Ultimately Mickey 17 is a love story. Despite the difference in each iteration of the various Mickeys, each one of them is loved by Nasha, who he loves in turn. Their meet cute happens early in the movie, and it’s love at first site, a love that endures through each reprinting of Mickey. His love for her is constant (and she does change and grow through the movie too – the role she plays at the end of the film is not who we see at the beginning – as is her love for him, throughout all the different foibles and flaws of the many personalities that are printed.

Though there some throughlines, some continuity in the bedrock personality, which is why Mickey 18 makes the sacrifice play late in the film, despite the wildly different personality from 17. Props to Robert Pattinson for pulling off making the same character feel different in Mickey’s varied iterations.

Final thoughts: Mickey 17 is well crafted, there isn’t any misses in the production aspects of it, though some of the satire misses due to the low-key nature of it. I want to see the Luc Besson version of Mickey 17, that takes the premise and goes all out.


*: apparently this is an adaptation**, which I had heard about going in but hadn’t checked the book out. Also, the book was published in 2022, and adapted shortly after, and was originally delayed in release from it’s original set date in 2024. So the political stuff is even more poignant, or perhaps sadly, more eternal.

**: also, in looking at the wiki after writing the above, the short story was also an exploration of the Star Trek teleporter paradox, so… hmm, yeah.

Provided data ::
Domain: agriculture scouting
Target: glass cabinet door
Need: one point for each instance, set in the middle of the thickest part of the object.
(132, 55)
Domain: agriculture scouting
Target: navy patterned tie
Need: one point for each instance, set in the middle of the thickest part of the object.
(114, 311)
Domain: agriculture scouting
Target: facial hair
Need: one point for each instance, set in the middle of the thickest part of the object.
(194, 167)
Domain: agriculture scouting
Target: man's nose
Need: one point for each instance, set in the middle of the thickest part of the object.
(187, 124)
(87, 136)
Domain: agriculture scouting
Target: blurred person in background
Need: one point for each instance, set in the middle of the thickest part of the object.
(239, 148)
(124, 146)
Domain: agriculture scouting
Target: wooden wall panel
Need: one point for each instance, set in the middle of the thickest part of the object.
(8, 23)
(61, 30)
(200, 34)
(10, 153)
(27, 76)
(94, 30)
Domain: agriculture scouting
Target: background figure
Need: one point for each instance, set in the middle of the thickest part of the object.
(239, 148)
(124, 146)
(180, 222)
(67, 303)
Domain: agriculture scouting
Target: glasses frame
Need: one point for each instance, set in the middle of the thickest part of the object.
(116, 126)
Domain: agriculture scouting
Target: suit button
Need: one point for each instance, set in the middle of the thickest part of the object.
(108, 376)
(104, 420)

* * *

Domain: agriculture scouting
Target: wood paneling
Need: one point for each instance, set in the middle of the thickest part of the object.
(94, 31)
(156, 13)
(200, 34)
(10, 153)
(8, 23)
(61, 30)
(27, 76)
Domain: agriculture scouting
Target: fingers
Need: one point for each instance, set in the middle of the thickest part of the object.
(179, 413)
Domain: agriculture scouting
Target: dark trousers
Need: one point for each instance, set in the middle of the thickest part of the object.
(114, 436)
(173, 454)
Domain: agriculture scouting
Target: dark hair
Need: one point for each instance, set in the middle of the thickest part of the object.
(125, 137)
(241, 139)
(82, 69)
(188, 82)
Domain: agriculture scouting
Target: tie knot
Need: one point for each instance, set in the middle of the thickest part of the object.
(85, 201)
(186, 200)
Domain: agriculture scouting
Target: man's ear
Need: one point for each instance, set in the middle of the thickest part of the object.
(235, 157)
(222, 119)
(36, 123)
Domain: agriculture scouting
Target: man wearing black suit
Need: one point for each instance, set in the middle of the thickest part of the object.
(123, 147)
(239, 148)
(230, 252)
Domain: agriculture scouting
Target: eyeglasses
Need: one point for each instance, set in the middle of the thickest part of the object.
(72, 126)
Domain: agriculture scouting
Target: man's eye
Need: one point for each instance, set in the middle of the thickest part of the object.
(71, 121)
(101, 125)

--

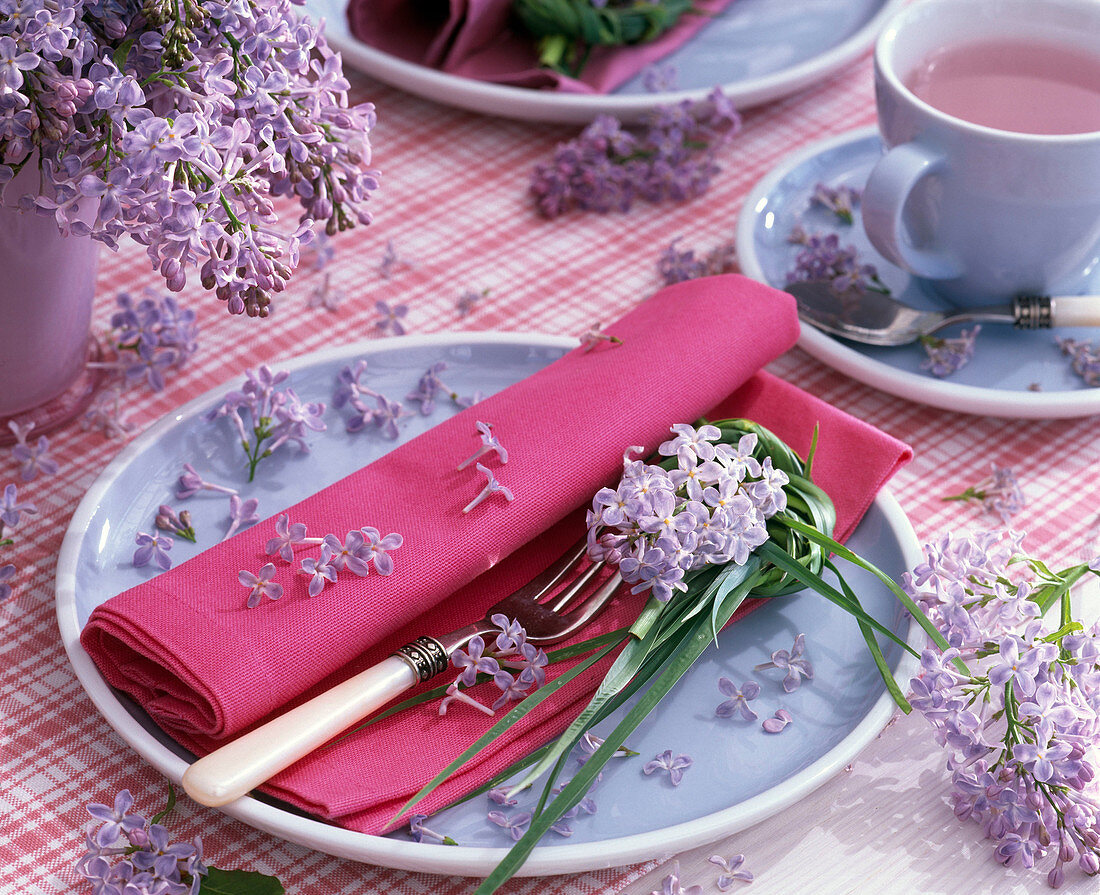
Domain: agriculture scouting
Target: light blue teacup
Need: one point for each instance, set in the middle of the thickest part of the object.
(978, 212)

Exercise task 1 ::
In the Mickey 17 review, begin at the words "Ultimately Mickey 17" and stop after "Mickey’s varied iterations.". Write that part out again, putting "film" in place of "movie".
Exercise task 2 ::
Answer these questions about the Mickey 17 review:
(a) Who loves each of the different Mickeys?
(b) Which actor does the review praise for making the same character feel different?
(c) In what year does the review say the book was published?
Exercise task 3 ::
Sum up the Mickey 17 review in two sentences.

Task result 1 ::
Ultimately Mickey 17 is a love story. Despite the difference in each iteration of the various Mickeys, each one of them is loved by Nasha, who he loves in turn. Their meet cute happens early in the film, and it’s love at first site, a love that endures through each reprinting of Mickey. His love for her is constant (and she does change and grow through the film too – the role she plays at the end of the film is not who we see at the beginning – as is her love for him, throughout all the different foibles and flaws of the many personalities that are printed.

Though there some throughlines, some continuity in the bedrock personality, which is why Mickey 18 makes the sacrifice play late in the film, despite the wildly different personality from 17. Props to Robert Pattinson for pulling off making the same character feel different in Mickey’s varied iterations.

Task result 2 ::
(a) Nasha
(b) Robert Pattinson
(c) 2022

Task result 3 ::
The review calls Mickey 17 a love story in which Mickey and Nasha's love endures through each reprinting of Mickey, and it praises Robert Pattinson for making the same character feel different across the iterations. It finds the film well crafted with no misses in production, though some of the satire misses because it is low-key, and the reviewer wants to see a Luc Besson version that goes all out.